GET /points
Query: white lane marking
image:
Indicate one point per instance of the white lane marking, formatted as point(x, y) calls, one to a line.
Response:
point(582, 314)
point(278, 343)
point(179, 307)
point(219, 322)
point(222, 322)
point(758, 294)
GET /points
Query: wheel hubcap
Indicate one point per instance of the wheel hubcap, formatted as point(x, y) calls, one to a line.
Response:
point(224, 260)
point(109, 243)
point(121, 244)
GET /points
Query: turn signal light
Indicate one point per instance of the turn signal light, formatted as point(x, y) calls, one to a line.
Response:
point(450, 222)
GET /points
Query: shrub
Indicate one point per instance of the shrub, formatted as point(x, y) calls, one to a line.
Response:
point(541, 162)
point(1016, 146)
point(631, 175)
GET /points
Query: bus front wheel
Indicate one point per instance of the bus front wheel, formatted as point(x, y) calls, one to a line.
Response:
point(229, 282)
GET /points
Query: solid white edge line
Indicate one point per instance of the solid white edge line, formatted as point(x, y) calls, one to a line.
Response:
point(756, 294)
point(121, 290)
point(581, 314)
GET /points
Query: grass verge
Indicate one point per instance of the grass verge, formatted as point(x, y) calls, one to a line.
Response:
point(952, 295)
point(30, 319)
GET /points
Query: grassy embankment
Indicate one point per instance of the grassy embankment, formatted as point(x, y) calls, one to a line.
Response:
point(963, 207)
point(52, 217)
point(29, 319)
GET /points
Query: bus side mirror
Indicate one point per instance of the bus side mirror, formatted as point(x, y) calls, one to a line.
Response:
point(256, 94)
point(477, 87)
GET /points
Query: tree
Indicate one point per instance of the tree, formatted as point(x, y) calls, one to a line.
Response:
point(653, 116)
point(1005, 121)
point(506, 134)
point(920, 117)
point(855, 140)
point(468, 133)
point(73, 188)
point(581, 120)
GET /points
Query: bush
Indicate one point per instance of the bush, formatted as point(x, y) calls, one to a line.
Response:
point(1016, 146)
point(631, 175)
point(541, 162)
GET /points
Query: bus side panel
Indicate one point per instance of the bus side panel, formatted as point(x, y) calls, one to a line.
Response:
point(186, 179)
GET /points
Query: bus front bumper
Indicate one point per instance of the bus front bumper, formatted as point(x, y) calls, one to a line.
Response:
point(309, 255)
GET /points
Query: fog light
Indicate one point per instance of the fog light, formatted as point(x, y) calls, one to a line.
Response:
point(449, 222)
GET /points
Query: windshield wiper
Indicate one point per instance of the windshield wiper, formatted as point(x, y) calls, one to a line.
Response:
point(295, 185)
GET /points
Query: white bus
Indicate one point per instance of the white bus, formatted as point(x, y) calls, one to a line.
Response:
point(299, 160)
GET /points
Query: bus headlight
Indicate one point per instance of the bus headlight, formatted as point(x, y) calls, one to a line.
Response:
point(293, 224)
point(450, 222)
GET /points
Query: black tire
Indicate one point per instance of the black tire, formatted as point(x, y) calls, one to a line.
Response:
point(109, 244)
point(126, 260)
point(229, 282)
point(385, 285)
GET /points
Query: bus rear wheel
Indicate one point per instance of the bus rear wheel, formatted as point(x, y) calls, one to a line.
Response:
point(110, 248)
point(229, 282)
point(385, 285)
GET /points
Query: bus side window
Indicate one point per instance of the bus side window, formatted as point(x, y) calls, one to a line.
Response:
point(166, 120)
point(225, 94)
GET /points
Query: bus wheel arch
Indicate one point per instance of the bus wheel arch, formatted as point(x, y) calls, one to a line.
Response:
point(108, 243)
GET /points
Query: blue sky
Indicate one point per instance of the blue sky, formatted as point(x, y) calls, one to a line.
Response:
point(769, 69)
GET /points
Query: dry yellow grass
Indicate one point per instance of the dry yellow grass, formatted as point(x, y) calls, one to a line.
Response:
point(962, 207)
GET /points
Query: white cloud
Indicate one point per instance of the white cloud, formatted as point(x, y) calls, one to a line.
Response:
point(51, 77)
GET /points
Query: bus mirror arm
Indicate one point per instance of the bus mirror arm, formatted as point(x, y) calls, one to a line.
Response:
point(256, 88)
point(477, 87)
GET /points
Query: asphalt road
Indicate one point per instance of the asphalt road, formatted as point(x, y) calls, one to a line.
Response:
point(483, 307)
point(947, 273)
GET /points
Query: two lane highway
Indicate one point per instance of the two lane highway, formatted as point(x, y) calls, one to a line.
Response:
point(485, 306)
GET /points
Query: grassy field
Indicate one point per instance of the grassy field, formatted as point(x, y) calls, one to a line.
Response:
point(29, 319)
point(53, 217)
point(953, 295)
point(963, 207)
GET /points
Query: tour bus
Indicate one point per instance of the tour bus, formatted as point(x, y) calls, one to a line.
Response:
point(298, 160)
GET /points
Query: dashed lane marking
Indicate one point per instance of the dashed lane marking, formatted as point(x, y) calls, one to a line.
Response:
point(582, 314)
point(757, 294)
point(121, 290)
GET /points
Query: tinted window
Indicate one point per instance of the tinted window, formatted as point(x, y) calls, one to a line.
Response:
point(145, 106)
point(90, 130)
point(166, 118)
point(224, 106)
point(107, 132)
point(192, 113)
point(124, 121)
|---|
Exercise prompt>
Please reproduce exactly the lines in the listing above from the one containing "Indicate one point per instance of the shrub, formatted" through the one containing "Query: solid white edge line", both included, and nothing more.

Answer space>
Indicate one point per instance of the shrub, formatted as point(x, y) calls, one to a line.
Response:
point(541, 162)
point(1016, 146)
point(631, 175)
GET /points
Query: bus front wheel
Indicate one point per instance of the bus front wheel, formatted as point(x, y) calls, one to a line.
Response:
point(229, 282)
GET /points
Query: solid white edge line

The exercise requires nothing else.